### [Task objective]
Lines holding the word "point" in the following material must be counted; give only the resulting number.
# # # # #
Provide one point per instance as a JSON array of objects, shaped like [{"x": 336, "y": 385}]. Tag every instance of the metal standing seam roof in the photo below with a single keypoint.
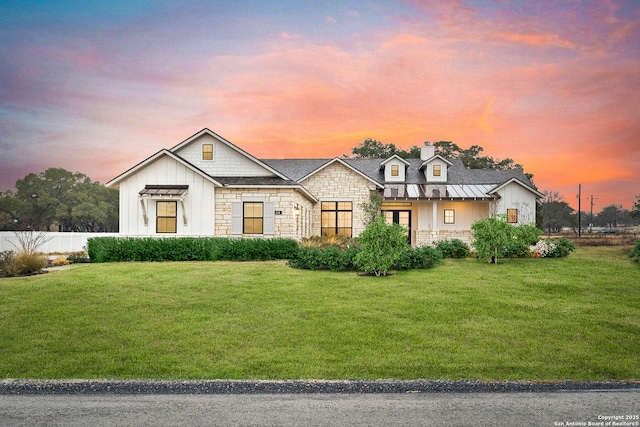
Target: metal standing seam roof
[
  {"x": 164, "y": 190},
  {"x": 469, "y": 191},
  {"x": 453, "y": 191}
]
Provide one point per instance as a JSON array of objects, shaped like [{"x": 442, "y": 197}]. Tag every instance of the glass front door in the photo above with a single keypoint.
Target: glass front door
[{"x": 400, "y": 217}]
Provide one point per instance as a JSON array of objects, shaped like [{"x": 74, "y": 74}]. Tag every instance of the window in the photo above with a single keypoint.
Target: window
[
  {"x": 166, "y": 217},
  {"x": 207, "y": 151},
  {"x": 253, "y": 214},
  {"x": 336, "y": 218},
  {"x": 449, "y": 216}
]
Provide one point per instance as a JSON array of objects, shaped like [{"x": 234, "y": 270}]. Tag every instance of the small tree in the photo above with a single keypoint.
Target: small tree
[
  {"x": 491, "y": 236},
  {"x": 382, "y": 245}
]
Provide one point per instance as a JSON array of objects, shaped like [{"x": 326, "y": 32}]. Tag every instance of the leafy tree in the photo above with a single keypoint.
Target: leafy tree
[
  {"x": 471, "y": 157},
  {"x": 492, "y": 235},
  {"x": 635, "y": 209},
  {"x": 382, "y": 246},
  {"x": 610, "y": 216},
  {"x": 374, "y": 149},
  {"x": 556, "y": 213},
  {"x": 57, "y": 196}
]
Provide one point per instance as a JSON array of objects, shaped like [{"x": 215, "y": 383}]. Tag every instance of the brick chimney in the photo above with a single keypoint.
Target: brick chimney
# # # # #
### [Task solution]
6